SELECTION:
== == ==
Lead Generation: What It Is & How It Works

Lead generation is the process of attracting potential customers and capturing their contact information — so a business can nurture that interest and eventually convert it into a sale. It sits at the very top of the sales funnel, before qualification, before outreach, before any kind of closing conversation.

In marketing, lead generation refers to the process of attracting and capturing consumer interest in a product or service. A lead is the contact information and, in some cases, demographic information of a customer who is interested in a specific product or service.

What counts as a lead varies by business. Someone who downloads an ebook, fills out a contact form, signs up for a webinar, or requests a demo has signalled some level of interest — they’ve raised their hand.

Leads represent potential customers in the initial stages of the buying process and need further nurturing and follow-up to convert them into paying customers. The key word is potential. A lead isn’t a customer yet. It’s the beginning of a relationship that still needs work.

Inbound vs. Outbound Lead Generation

Most lead generation activity falls into one of two broad categories — and understanding the difference shapes how a business builds its pipeline.

Inbound lead generation brings prospects to you. It involves the creation of content and marketing campaigns to bring in traffic and convert that traffic into leads — letting the customer determine the activity. SEO-optimised blog posts, gated content, social media presence, and landing pages all fall here. The timeline is longer, but the leads that arrive tend to come with genuine interest already built in.

Outbound lead generation involves reaching out to a defined audience regardless of whether they’ve shown prior interest. Cold email, paid ads, and direct prospecting campaigns are common examples. It’s faster to activate but typically costs more and works with leads that are colder at the point of first contact.

Most businesses use both. The mix depends on budget, sales cycle length, and how well-known the brand already is in its market.

What Makes a Lead Qualified

Not all leads are equal — and treating them as if they are is one of the fastest ways to waste a sales team’s time.

Lead scoring involves a quantitative method of assigning a numerical score to a lead based on their level of interest, fit with the company’s target market, and likelihood of becoming a paying customer.
== == ==
INFORMATION SHOWN:

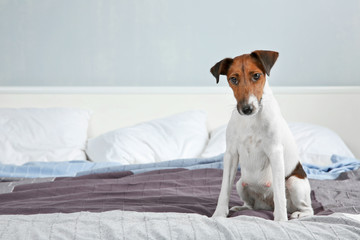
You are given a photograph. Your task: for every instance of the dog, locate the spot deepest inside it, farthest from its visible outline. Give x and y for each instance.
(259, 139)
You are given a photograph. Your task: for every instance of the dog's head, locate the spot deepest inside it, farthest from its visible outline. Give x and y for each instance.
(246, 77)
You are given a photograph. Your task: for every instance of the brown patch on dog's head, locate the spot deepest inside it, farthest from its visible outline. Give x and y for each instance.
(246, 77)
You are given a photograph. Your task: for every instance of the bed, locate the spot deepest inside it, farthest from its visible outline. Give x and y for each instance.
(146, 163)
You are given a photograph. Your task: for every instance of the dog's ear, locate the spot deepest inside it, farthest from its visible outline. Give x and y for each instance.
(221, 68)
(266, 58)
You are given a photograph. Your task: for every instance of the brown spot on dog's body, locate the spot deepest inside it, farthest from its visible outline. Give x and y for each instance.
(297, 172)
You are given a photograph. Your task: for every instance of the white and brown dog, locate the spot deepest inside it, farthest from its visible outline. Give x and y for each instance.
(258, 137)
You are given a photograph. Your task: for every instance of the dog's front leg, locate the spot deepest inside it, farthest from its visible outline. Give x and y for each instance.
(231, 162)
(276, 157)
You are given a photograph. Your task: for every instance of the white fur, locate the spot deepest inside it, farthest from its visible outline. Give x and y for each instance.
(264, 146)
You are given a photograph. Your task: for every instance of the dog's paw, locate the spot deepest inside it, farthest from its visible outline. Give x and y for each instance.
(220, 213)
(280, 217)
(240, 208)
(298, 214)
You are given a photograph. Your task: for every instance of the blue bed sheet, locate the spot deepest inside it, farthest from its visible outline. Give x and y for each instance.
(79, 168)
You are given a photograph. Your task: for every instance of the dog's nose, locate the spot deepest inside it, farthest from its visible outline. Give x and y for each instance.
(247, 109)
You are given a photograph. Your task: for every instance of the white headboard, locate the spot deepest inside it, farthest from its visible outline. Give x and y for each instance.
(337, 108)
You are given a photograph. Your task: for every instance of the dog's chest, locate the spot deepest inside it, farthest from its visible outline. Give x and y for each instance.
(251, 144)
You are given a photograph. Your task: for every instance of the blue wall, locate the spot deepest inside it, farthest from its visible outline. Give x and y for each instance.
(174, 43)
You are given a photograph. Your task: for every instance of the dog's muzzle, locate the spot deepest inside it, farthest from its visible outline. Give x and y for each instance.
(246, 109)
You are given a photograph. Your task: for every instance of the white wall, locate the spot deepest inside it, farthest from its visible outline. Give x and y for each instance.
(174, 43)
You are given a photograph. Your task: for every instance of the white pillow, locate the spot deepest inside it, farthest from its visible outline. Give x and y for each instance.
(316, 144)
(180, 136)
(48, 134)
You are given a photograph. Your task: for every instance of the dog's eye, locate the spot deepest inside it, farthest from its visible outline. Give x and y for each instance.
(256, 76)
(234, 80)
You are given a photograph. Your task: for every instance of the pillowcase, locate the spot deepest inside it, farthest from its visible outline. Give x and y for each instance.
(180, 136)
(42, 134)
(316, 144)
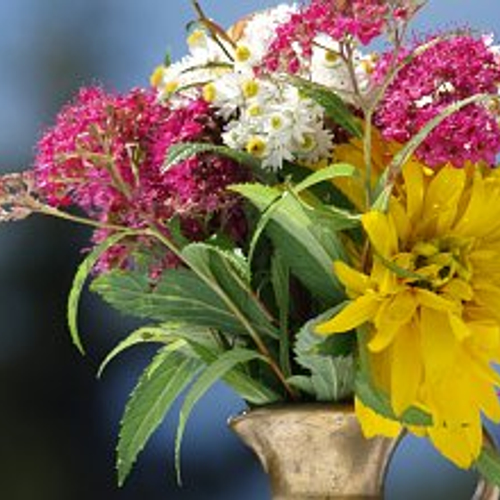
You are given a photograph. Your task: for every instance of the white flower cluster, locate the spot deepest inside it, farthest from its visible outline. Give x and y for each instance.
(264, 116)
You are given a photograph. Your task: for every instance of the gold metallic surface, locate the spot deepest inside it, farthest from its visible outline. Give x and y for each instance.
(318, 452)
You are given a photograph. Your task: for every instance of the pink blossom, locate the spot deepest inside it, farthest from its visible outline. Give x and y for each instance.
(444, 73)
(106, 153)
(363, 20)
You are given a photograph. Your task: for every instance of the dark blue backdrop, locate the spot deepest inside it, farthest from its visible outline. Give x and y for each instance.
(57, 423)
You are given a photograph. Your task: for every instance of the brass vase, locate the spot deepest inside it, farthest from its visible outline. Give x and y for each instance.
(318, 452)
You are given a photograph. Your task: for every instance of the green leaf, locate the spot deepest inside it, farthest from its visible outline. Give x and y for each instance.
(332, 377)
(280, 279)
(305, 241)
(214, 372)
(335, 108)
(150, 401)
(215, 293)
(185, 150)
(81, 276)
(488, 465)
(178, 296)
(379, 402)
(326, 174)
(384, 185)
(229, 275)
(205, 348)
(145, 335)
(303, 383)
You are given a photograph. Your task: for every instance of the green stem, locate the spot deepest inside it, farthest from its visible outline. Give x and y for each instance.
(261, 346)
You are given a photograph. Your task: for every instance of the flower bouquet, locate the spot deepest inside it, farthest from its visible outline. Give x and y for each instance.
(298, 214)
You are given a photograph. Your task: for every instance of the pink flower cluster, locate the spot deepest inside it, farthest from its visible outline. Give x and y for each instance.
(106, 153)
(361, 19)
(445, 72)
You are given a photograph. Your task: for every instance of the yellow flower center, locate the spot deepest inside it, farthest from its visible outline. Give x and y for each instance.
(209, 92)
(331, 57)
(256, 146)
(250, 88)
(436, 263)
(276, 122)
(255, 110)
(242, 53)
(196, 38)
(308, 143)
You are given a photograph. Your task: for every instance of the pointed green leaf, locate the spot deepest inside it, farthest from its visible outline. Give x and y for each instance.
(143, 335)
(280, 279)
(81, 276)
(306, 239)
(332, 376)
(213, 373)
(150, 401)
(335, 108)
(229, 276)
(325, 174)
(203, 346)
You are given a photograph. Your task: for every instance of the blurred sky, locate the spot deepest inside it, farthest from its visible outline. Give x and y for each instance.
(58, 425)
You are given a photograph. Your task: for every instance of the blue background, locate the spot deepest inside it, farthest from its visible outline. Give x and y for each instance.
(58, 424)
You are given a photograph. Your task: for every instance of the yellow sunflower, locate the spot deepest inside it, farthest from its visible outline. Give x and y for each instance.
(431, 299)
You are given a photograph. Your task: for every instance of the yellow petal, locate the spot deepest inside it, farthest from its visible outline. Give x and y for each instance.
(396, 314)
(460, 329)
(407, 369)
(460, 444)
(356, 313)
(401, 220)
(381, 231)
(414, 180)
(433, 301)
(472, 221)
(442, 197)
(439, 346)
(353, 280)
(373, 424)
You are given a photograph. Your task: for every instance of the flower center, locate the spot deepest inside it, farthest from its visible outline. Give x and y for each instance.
== == ==
LIST OF TASKS:
- a) Answer these from the lead generation article:
(i) Where in the sales funnel does lead generation sit?
(ii) What are the common examples of outbound lead generation?
(iii) On what three things does a business's mix of inbound and outbound depend?
- b) Extend the lead generation article past its final sentence on lead scoring.

ANSWERS TO THE EXERCISE:
- a)
(i) At the very top, before qualification, outreach, or any closing conversation.
(ii) Cold email, paid ads, and direct prospecting campaigns.
(iii) Budget, sales cycle length, and how well-known the brand already is in its market.

- b)
Most organisations define at least two qualified lead tiers:

  • Marketing-qualified lead (MQL) — someone who has engaged with marketing content and fits the target profile, but hasn’t yet been vetted for purchasing intent
  • Sales-qualified lead (SQL) — someone a sales team has assessed as genuinely ready to have a buying conversation, based on budget, authority, need, and timing

The handoff between MQL and SQL — and the shared definition of what each means — is one of the most important alignment points between marketing and sales. Without it, leads fall through the cracks or get chased at the wrong time.

Common Lead Generation Channels

Businesses can attract and engage prospects across various touchpoints using diverse channels and tactics, such as content marketing, email campaigns, digital advertising, and search engine optimisation (SEO).

In practice, the most widely used lead generation channels include:

  • Content marketing — blog posts, ebooks, whitepapers, and guides that attract search traffic and gate access behind a form
  • Email marketing — nurture sequences and newsletters that convert list subscribers into active prospects
  • Paid search and social — targeted ads that direct high-intent audiences to landing pages designed to capture contact details
  • SEO — organic visibility that brings prospects who are actively searching for solutions
  • Events and webinars — live or virtual touchpoints that capture registrations and build personal connection
  • Referrals — existing customers or partners directing new prospects to the business

Why Lead Generation Matters

Without a consistent flow of new leads, a business is entirely dependent on its existing customer base for growth. That’s a precarious position — especially in competitive markets with any meaningful churn.

For businesses, particularly in the B2B sector, lead generation is the lifeblood of growth. By generating leads, companies can more effectively target their marketing efforts to a receptive audience, increasing the likelihood of converting leads into paying customers. It helps build a sales pipeline, allowing companies to forecast future growth and adjust strategies accordingly.

Done well, lead generation isn’t just about volume — it’s about quality. A smaller pipeline of well-qualified, genuinely interested prospects will outperform a large pipeline of cold, uninterested contacts almost every time.

Key Takeaways

  • Lead generation is the process of attracting potential customers and capturing their contact information — the first stage of converting a stranger into a buyer.
  • There are two main components: getting traffic to your site and convincing visitors to share their contact information, often through an incentive known as a lead magnet.
  • Leads fall into two broad types: inbound (prospects who find you) and outbound (prospects you proactively reach out to) — most businesses use a mix of both.
  • Not all leads are equal — qualifying them through lead scoring and shared MQL/SQL definitions ensures sales teams focus on the most promising opportunities.
  • Lead generation works best when treated as a long-term investment in pipeline health rather than a short-term volume exercise — quality consistently outperforms quantity.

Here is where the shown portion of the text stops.